- Selected passage
Check whether the following sequence of functions are uniformly convergent or not? $$ f_n(x)=(\sin(x))^n,\qquad x \in [0,π/2) $$
Limiting function is continuous. So , I could not do anything with that. I tried to use M-test, it is not working. Please help me.
Short answer: no, there is no uniform convergence. To see how to prove this, let us come up with some sequence $(x_n)_n$ such that $f_n(x_n)$ does not converge to $0$. Below, I describe in detail how to find such a sequence.
Since $\sin x \to 1$ when $x\to \frac{\pi}{2}$, intuitively the issue should be "around $\frac{\pi}{2}$." Thus, we want to find $x_n$ of the form $\frac{\pi}{2}-o(1)$, for the "right" $o(1)$.
Let $(\varepsilon_n)_n$ be a sequence converging to $0$ that we will pick later, according to our needs, and consider $$x_n \stackrel{\rm def}{=} \frac{\pi}{2}-\varepsilon_n$$ for $n\geq 1$. Then $$\begin{align} f_n(x_n) &= \sin(\frac{\pi}{2}-\varepsilon_n)^n = (\cos \varepsilon_n)^n = \left(1-\frac{\varepsilon_n^2}{2}+o(\varepsilon_n^2)\right)^n \\&= \exp\left(n\ln\left(1-\frac{\varepsilon_n^2}{2}+o(\varepsilon_n^2)\right)\right)\\& = \exp\left(-\frac{n\varepsilon_n^2}{2}+o(n\varepsilon_n^2)\right) \end{align}$$ using the Taylor expansions of $\cos u$ and $\ln(1+u)$ at $0$ (and the assumption that $\varepsilon_n \xrightarrow[n\to\infty]{}0$).

- Data provided
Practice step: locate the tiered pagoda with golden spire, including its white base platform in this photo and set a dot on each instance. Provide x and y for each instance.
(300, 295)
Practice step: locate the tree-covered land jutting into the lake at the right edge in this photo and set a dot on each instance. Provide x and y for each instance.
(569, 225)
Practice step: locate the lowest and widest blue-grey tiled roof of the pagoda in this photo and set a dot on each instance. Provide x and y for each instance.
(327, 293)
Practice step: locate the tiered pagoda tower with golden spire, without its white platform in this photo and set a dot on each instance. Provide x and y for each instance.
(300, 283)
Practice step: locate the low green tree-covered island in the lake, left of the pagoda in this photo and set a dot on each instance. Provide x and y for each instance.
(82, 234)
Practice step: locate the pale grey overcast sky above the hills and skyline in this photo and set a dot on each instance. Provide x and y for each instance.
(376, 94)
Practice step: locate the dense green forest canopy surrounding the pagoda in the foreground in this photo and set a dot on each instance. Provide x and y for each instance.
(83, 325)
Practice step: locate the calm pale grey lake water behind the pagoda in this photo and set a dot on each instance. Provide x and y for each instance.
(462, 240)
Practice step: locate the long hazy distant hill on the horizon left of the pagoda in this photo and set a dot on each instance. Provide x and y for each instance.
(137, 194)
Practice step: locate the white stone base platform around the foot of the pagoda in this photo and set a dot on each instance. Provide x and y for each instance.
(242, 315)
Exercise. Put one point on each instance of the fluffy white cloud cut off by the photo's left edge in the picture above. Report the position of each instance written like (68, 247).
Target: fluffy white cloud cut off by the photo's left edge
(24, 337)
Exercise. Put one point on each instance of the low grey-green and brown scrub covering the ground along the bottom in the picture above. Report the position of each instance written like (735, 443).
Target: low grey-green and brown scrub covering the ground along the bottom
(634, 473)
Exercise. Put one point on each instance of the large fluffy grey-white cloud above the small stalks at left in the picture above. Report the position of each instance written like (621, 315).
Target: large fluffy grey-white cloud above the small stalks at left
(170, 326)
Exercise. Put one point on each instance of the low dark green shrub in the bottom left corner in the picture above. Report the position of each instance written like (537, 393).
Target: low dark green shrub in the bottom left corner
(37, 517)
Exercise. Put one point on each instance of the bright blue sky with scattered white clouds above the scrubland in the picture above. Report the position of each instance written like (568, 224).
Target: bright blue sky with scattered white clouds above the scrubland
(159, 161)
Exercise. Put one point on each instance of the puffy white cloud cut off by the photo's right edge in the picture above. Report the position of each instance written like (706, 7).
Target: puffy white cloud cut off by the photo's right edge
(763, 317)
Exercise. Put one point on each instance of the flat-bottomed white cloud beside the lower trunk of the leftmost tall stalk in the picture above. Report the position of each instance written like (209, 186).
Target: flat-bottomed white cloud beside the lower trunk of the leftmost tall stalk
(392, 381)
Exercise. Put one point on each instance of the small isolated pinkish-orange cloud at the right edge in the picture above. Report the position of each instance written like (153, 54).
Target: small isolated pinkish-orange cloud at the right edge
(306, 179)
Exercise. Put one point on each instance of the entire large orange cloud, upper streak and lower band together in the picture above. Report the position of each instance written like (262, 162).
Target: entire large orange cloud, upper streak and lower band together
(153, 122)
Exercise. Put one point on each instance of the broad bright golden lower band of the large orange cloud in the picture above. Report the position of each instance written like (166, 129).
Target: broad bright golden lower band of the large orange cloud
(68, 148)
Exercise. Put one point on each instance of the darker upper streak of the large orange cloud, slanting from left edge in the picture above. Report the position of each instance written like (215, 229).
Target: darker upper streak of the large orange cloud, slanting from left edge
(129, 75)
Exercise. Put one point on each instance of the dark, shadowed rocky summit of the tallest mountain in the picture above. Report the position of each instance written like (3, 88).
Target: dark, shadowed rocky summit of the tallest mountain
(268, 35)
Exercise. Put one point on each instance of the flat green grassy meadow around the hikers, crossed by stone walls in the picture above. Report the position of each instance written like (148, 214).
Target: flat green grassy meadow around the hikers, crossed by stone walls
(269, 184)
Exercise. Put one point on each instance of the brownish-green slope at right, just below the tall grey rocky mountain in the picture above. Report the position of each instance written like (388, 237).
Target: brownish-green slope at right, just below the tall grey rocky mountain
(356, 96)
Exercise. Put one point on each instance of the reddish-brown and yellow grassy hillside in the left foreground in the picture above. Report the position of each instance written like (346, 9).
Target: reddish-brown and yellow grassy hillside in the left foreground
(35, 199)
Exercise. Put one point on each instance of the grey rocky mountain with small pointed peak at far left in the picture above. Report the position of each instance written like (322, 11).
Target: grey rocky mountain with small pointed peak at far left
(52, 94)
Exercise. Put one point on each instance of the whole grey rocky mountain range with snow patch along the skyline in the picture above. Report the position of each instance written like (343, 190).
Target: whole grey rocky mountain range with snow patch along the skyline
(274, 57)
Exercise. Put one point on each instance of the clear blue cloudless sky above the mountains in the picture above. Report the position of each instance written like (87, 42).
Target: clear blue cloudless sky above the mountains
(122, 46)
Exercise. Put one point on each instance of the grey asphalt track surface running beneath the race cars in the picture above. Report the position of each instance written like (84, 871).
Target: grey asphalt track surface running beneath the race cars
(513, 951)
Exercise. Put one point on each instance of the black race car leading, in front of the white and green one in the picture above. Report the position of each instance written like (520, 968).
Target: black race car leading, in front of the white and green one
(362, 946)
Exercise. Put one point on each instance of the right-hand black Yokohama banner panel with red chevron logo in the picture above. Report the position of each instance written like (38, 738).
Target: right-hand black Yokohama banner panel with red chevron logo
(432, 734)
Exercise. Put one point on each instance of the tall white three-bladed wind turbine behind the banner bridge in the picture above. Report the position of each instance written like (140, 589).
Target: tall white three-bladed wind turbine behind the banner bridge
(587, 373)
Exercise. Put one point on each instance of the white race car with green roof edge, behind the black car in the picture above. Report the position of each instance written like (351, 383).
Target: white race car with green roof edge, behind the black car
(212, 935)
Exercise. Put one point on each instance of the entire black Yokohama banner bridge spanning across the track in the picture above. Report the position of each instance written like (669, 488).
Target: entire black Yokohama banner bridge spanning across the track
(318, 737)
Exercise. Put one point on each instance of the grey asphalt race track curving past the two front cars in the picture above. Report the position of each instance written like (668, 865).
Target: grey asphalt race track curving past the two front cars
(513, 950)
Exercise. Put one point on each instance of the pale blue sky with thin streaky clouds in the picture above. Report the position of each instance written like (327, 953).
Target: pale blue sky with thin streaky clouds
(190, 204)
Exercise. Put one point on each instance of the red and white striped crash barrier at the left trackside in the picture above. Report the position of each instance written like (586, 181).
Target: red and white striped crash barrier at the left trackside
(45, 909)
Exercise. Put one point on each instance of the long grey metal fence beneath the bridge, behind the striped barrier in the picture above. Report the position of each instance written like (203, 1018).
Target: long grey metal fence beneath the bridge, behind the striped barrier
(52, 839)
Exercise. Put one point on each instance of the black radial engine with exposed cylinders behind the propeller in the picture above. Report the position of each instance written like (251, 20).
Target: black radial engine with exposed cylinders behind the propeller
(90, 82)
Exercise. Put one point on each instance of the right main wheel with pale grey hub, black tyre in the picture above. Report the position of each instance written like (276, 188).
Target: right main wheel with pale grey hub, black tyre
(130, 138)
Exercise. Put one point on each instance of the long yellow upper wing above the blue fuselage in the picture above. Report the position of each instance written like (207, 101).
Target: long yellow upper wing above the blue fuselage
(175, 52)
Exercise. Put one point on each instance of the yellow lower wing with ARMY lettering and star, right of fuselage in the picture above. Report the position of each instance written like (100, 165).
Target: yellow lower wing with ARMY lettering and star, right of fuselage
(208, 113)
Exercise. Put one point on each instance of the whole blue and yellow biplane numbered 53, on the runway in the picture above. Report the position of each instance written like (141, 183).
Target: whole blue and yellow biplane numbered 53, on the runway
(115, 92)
---
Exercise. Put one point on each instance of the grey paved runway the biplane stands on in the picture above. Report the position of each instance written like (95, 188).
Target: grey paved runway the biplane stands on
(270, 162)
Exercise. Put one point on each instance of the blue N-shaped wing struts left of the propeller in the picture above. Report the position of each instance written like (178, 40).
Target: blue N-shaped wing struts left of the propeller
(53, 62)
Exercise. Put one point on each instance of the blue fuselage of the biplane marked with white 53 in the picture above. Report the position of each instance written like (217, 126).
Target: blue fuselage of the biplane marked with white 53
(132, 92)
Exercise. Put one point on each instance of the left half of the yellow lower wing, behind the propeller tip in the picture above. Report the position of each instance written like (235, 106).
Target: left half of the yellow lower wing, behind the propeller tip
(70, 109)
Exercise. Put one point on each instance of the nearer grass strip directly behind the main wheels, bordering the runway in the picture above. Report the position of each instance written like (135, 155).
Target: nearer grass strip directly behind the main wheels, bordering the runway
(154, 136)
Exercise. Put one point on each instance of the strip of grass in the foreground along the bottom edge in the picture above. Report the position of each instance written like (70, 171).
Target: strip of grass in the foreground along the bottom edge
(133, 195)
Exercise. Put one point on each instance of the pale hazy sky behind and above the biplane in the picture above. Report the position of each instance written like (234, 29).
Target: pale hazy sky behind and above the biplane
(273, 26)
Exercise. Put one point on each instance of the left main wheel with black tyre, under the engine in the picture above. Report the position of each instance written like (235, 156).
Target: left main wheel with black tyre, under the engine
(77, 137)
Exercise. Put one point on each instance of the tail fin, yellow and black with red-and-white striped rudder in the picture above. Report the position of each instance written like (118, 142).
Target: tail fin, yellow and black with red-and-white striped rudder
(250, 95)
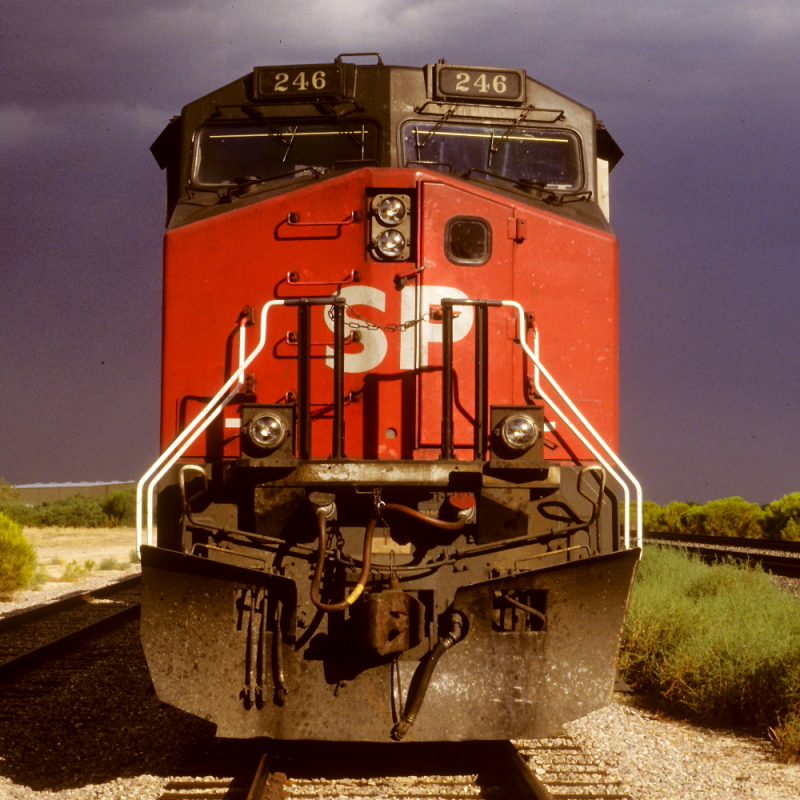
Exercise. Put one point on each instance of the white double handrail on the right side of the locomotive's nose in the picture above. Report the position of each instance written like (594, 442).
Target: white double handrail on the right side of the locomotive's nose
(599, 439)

- Description of the task
Decide whether each statement agrees with the thread on the convergence of $(\sin x)^n$. For each, answer yes or no and quote the deciding words of the thread.
1. The reply concludes that the sequence converges uniformly on $[0,π/2)$.
2. The person asking says the M-test did not work.
3. The computation of $f_n(x_n)$ relies on Taylor expansions of $\sin u$ and $\tan u$ at $0$.

- Reply to the task
1. No: "Short answer: no, there is no uniform convergence."
2. Yes: "I tried to use M-test, it is not working."
3. No: "using the Taylor expansions of $\cos u$ and $\ln(1+u)$ at $0$"